Switch every "instance" to "object" in the lines running from the start of the material through the line holding "column 428, row 296", inclusive, and reproduce those lines with nothing else altered. Omit the pictures from your answer.

(Object point labels)
*****
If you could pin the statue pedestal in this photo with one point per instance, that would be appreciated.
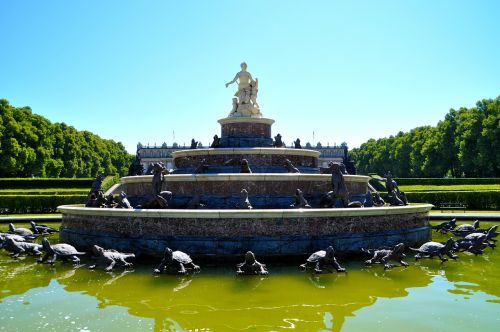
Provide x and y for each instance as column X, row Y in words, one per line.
column 246, row 132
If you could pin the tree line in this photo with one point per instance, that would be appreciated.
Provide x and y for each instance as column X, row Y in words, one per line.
column 465, row 144
column 31, row 145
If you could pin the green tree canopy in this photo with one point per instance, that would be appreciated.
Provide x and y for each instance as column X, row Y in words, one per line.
column 465, row 144
column 32, row 145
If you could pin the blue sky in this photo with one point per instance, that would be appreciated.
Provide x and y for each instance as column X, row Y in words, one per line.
column 345, row 70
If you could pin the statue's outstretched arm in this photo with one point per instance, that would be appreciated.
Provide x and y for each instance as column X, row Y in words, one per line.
column 231, row 82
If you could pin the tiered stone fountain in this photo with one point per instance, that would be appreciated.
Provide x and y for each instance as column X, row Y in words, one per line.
column 271, row 228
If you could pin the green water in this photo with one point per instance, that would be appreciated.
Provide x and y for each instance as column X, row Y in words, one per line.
column 428, row 296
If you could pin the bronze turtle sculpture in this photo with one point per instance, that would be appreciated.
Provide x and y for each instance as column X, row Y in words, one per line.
column 484, row 237
column 244, row 202
column 299, row 200
column 176, row 262
column 59, row 250
column 321, row 259
column 290, row 168
column 431, row 249
column 5, row 236
column 472, row 245
column 385, row 255
column 251, row 266
column 42, row 229
column 17, row 248
column 245, row 167
column 110, row 257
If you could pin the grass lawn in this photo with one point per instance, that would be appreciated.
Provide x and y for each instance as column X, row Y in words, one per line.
column 465, row 187
column 46, row 191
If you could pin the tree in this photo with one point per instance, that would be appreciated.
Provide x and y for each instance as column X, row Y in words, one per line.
column 32, row 145
column 465, row 143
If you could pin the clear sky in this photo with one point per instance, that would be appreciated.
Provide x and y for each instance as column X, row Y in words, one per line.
column 345, row 70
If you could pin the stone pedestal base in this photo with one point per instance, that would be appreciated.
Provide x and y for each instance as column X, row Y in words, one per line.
column 246, row 132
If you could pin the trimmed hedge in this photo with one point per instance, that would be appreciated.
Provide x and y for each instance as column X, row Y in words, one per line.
column 445, row 181
column 13, row 204
column 476, row 200
column 41, row 183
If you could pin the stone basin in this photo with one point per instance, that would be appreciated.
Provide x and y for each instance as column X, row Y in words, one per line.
column 229, row 233
column 266, row 190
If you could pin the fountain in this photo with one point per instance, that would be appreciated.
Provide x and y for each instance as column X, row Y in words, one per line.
column 205, row 215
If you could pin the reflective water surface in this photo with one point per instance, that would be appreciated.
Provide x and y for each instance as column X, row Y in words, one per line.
column 455, row 296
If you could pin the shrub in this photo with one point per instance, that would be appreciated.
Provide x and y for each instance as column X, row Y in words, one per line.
column 473, row 199
column 445, row 181
column 40, row 183
column 13, row 204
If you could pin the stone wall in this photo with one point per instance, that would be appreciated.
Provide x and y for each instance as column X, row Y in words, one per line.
column 270, row 233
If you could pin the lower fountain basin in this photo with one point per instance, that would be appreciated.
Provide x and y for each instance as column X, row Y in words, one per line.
column 225, row 233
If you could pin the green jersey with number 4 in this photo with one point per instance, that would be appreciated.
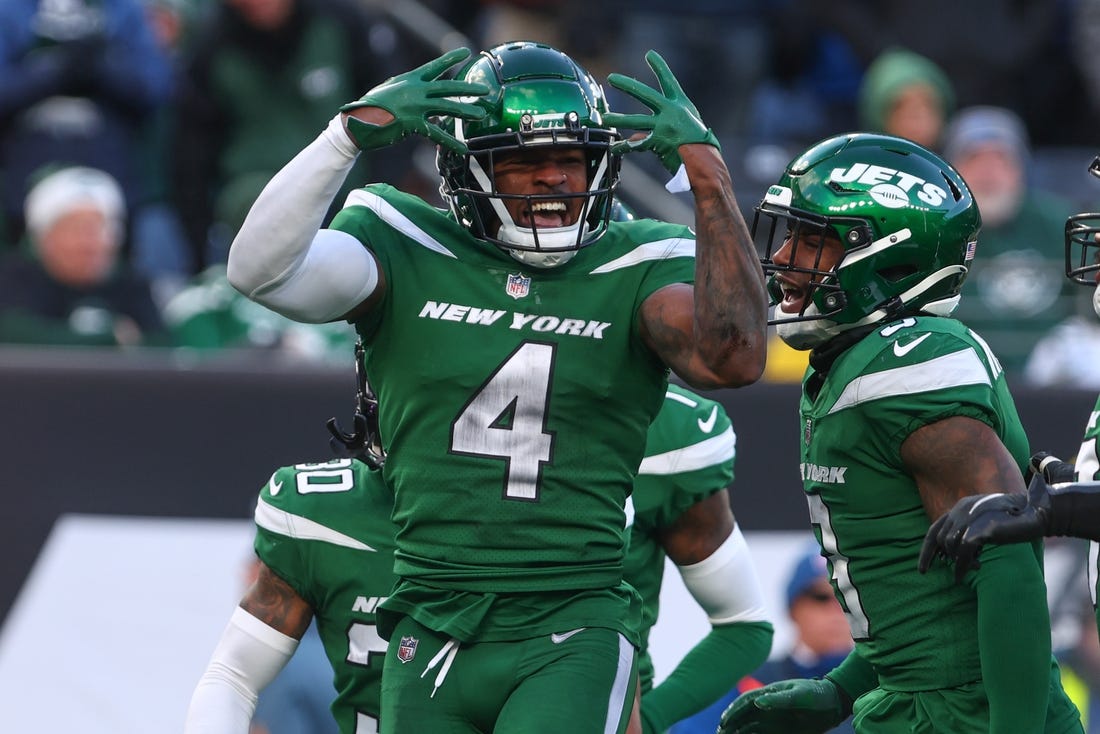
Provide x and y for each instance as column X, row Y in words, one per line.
column 514, row 402
column 920, row 631
column 325, row 529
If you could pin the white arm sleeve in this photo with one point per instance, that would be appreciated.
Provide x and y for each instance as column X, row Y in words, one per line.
column 283, row 260
column 249, row 656
column 726, row 584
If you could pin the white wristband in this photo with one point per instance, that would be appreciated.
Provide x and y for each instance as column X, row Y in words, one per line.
column 726, row 584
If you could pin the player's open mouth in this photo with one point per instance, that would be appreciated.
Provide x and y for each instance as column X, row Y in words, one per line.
column 793, row 296
column 548, row 214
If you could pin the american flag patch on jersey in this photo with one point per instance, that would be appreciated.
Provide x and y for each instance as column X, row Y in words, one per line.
column 406, row 649
column 518, row 285
column 971, row 248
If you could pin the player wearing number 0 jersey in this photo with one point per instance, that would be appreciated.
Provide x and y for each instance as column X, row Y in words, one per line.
column 680, row 510
column 519, row 343
column 323, row 530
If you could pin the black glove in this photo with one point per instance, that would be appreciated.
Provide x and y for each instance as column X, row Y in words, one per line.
column 980, row 518
column 1054, row 470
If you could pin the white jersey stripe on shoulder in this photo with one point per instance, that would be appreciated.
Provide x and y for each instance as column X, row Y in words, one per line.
column 295, row 526
column 677, row 247
column 396, row 219
column 954, row 370
column 681, row 398
column 697, row 456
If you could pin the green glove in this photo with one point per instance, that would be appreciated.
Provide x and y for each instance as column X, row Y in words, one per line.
column 411, row 98
column 800, row 705
column 674, row 121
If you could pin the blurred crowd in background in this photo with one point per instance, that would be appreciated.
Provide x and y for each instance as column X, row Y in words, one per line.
column 134, row 135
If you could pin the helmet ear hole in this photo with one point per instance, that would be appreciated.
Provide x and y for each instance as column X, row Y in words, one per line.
column 897, row 273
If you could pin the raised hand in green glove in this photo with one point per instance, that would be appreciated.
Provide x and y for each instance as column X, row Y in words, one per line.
column 800, row 705
column 673, row 122
column 413, row 98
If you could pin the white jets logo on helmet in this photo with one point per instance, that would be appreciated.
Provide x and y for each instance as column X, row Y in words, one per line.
column 889, row 186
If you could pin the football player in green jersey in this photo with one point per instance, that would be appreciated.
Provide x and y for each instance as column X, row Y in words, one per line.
column 680, row 510
column 520, row 344
column 903, row 412
column 1070, row 507
column 325, row 543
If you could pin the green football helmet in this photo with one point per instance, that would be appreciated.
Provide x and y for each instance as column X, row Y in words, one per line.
column 538, row 97
column 1082, row 248
column 906, row 221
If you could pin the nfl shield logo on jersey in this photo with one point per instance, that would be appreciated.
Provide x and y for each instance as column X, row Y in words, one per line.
column 406, row 650
column 518, row 286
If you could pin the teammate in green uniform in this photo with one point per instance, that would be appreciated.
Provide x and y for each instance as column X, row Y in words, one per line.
column 903, row 412
column 680, row 508
column 326, row 516
column 1071, row 507
column 325, row 543
column 519, row 343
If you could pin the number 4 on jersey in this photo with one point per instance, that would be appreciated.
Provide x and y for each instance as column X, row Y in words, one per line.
column 506, row 419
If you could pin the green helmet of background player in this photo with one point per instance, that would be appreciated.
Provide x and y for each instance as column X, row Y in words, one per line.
column 538, row 97
column 1082, row 247
column 905, row 218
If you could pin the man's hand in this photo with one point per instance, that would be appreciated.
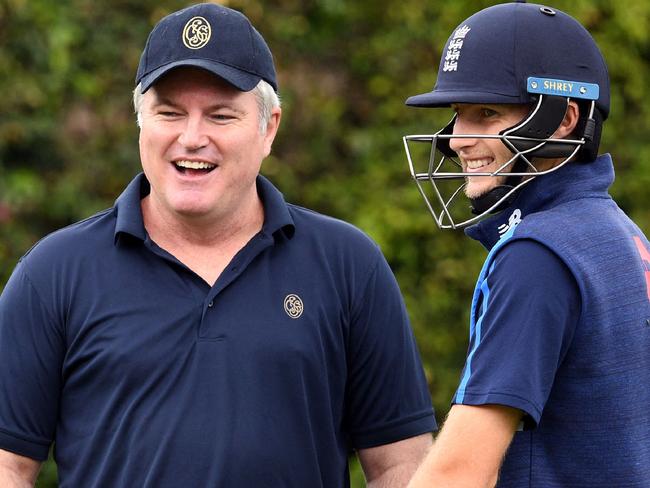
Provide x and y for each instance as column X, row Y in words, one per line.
*****
### Answer to this exercise
If you could pin the statue pedestal in this photo with one point per object, that would be appreciated.
Provide x and y for each object as column X, row Y in words, one per line.
column 246, row 132
If you could pin the tree line in this photo with one point per object, that would be appreciated.
Provide x and y for each object as column X, row Y in words, one per line.
column 465, row 144
column 31, row 145
If you could pin the green tree canopy in this photo with one point per object, that would be appreciated.
Provide x and y for each object as column X, row Y in words, one per line.
column 465, row 144
column 32, row 145
If you could pin the blue sky in this photo with one point per object, that would be appreciated.
Provide x and y for each object as column X, row Y in words, one per line.
column 345, row 70
If you could pin the statue's outstretched arm in this photo with one point per object, that would be appreciated.
Provide x and y for each object as column X, row Y in words, one per line.
column 231, row 82
If you could pin the tiered stone fountain in this photo with one point per object, that would be appreciated.
Provide x and y for each object as column X, row Y in words, one per line.
column 271, row 228
If you could pin the green water in this photo with one point per object, that would be appreciated.
Provide x and y for each object as column X, row Y in words, one per line.
column 428, row 296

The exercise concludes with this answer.